▼
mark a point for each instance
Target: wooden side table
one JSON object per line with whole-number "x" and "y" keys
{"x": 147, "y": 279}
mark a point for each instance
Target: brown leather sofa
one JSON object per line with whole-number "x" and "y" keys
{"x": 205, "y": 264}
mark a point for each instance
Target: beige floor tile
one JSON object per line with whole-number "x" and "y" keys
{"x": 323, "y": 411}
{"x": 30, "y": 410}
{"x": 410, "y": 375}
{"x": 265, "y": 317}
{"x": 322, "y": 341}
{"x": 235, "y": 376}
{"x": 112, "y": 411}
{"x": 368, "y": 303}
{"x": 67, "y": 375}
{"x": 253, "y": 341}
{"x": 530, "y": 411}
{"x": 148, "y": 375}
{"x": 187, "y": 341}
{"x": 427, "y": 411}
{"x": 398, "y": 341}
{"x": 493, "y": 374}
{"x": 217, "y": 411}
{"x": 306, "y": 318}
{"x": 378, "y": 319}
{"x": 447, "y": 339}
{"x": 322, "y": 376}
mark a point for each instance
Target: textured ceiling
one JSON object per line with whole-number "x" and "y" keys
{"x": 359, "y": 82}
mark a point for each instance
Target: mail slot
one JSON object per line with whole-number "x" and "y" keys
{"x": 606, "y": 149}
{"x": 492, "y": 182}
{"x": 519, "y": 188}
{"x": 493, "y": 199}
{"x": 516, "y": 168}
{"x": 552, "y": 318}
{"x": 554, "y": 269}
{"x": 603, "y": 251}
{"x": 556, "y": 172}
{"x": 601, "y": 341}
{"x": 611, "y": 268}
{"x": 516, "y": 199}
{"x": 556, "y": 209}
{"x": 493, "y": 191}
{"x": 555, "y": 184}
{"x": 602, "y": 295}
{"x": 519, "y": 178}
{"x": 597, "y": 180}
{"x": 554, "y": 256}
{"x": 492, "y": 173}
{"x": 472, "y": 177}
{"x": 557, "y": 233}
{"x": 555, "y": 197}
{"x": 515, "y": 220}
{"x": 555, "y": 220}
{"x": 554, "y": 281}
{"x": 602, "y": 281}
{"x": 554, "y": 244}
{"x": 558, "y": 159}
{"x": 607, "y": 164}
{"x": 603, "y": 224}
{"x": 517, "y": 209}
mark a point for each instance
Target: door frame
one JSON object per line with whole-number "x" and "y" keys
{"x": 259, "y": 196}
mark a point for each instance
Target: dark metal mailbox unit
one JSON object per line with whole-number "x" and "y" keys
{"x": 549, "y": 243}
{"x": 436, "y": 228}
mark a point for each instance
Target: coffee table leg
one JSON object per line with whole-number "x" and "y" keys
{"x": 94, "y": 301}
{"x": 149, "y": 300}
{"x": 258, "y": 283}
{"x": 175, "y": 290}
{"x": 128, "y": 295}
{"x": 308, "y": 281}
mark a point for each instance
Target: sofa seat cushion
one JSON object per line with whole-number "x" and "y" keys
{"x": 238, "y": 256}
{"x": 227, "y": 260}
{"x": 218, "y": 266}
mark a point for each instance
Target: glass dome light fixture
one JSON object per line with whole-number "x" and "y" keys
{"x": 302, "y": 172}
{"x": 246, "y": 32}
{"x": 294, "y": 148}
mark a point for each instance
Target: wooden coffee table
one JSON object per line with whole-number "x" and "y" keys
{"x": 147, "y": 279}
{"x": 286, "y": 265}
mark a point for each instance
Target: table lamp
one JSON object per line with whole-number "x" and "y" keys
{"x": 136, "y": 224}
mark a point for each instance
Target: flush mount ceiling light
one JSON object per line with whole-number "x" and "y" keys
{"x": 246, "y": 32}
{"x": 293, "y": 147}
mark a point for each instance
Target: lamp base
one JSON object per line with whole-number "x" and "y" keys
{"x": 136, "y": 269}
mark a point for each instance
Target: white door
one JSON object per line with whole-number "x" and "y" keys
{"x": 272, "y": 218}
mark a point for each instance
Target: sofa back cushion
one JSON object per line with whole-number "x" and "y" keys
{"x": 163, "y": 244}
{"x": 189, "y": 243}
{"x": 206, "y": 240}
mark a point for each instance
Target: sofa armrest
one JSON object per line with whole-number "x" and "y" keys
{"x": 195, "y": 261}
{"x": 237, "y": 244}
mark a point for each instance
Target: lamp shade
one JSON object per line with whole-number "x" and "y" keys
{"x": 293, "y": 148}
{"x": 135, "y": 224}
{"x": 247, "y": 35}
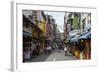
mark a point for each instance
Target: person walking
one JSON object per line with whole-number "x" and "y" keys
{"x": 65, "y": 50}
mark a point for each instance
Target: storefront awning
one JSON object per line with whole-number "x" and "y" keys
{"x": 27, "y": 33}
{"x": 85, "y": 36}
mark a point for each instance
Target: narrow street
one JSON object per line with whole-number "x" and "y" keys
{"x": 54, "y": 56}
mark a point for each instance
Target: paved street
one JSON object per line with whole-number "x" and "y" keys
{"x": 54, "y": 56}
▲
Work to be completed — Pull every line containing "lamp" out of the material and copy it.

Output below —
Target: table lamp
Target: lamp base
Target: lamp shade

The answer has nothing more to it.